*** INPUT DATA ***

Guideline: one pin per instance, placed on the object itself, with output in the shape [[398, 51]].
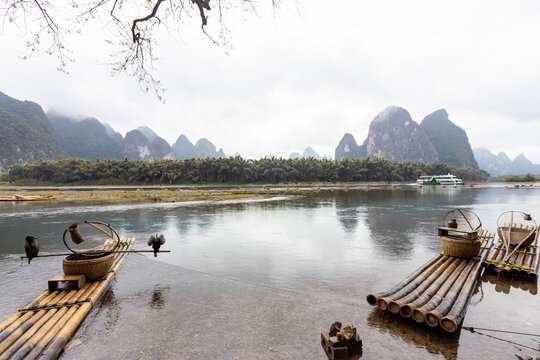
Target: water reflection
[[157, 299], [503, 285]]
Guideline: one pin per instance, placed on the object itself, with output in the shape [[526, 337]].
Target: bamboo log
[[419, 314], [23, 318], [57, 344], [17, 315], [492, 265], [434, 316], [115, 251], [492, 256], [20, 328], [396, 305], [26, 325], [406, 309], [451, 321], [372, 299], [383, 302], [32, 348], [34, 329]]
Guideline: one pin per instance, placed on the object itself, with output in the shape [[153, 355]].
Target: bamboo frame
[[44, 333], [440, 292]]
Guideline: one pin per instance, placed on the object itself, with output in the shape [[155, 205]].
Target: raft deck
[[438, 292], [41, 329], [522, 264]]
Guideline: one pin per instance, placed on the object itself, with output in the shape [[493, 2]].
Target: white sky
[[310, 74]]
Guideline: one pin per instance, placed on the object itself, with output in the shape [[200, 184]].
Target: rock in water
[[349, 332]]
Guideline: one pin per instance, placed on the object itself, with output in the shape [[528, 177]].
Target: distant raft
[[439, 291], [17, 197]]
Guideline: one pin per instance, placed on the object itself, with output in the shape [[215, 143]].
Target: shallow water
[[262, 279]]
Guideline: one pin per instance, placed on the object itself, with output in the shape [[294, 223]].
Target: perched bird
[[31, 247], [155, 242]]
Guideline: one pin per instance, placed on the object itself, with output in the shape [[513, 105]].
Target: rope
[[54, 306], [472, 330]]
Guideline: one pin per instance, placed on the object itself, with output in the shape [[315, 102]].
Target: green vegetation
[[515, 178], [228, 170]]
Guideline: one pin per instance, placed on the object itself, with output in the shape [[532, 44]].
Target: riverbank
[[134, 194]]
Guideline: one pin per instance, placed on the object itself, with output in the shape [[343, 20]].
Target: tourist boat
[[439, 180]]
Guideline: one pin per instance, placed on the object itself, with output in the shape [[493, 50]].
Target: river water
[[262, 279]]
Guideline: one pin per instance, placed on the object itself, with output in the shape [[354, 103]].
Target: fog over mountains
[[28, 134]]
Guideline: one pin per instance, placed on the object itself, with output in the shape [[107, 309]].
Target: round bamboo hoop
[[461, 248], [92, 267]]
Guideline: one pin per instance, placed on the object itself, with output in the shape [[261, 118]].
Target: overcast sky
[[310, 73]]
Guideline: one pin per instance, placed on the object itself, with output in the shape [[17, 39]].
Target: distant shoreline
[[184, 193]]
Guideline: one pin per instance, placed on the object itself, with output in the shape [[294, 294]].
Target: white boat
[[439, 180]]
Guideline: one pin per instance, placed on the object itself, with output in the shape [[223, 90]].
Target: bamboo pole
[[492, 265], [17, 315], [419, 314], [396, 305], [434, 316], [57, 344], [51, 334], [31, 321], [451, 321], [37, 343], [24, 326], [406, 309], [373, 298], [34, 329], [22, 318], [114, 251], [384, 302]]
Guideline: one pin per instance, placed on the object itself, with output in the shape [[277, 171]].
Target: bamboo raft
[[41, 329], [26, 198], [523, 263], [438, 292]]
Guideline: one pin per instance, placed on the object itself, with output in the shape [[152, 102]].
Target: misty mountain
[[393, 135], [86, 139], [295, 155], [501, 165], [449, 140], [26, 135], [309, 152]]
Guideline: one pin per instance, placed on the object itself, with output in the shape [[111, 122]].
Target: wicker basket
[[517, 235], [92, 266], [461, 248]]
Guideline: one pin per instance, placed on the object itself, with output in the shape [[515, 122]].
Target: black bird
[[155, 242], [31, 247]]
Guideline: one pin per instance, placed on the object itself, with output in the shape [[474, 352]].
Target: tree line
[[233, 170]]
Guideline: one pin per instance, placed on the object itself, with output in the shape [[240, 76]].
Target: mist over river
[[261, 279]]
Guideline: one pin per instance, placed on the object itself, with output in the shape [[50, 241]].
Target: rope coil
[[55, 306]]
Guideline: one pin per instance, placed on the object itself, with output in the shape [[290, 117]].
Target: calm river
[[262, 279]]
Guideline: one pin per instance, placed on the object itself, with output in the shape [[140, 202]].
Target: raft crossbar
[[438, 292], [42, 328]]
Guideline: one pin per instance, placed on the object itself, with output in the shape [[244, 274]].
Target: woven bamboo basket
[[93, 266], [517, 235], [462, 248]]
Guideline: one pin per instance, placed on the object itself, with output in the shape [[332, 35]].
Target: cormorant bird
[[155, 242], [31, 247]]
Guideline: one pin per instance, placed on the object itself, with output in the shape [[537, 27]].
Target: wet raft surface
[[439, 291], [42, 333], [522, 265]]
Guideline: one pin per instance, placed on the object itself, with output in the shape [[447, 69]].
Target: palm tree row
[[228, 170]]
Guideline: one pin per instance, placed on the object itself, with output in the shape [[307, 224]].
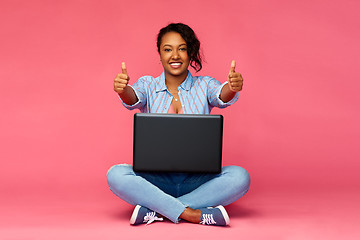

*** End of INPUT DATA ***

§ **WHAT YOU ARE ASKED TO DO**:
Write out each line of the data above exactly, starting at the top and finishing with the line containing "shape [[513, 105]]."; omit the pictures.

§ **FINISHED TASK**:
Guideline: one pin per instance, placed on the object itself, with output in the shape [[398, 51]].
Target: water reflection
[[157, 299], [503, 285]]
Guideline: one pin per instance, placed on the object itself, with output in the shape [[526, 337]].
Target: bamboo log
[[419, 314], [23, 318], [57, 344], [17, 315], [492, 265], [434, 316], [115, 251], [492, 256], [20, 328], [396, 305], [26, 325], [406, 309], [451, 321], [372, 299], [383, 302], [32, 348], [34, 329]]
Guideline: one pin per instance, placed on the object itself, with output in the shape [[153, 355]].
Target: bamboo frame
[[44, 333], [440, 292]]
Guideline: one pin per instance, placed on the object itself, with output in the shape [[155, 205]].
Target: raft deck
[[438, 292], [41, 329], [522, 264]]
Guideline: one pin per instance, placed on the object itself, with output in the shape [[493, 2]].
Target: white sky
[[310, 74]]
Guideline: one pin per instance, placed on the object itself, with output in the shape [[200, 184]].
Target: rock in water
[[349, 332]]
Guideline: one pin per instance, placed on the object itself, with output in the shape [[528, 177]].
Target: distant raft
[[439, 291], [17, 197]]
Guideline: one pin per instance, placed on the object itself, with output in the shape [[215, 143]].
Target: shallow water
[[262, 279]]
Guideline: one pin per instance, placed on the object itself, with output in the shape [[294, 223]].
Target: perched bird
[[31, 247], [155, 242]]
Guideline: one pin per instance, placed on the object itself, with output in the shape [[513, 105]].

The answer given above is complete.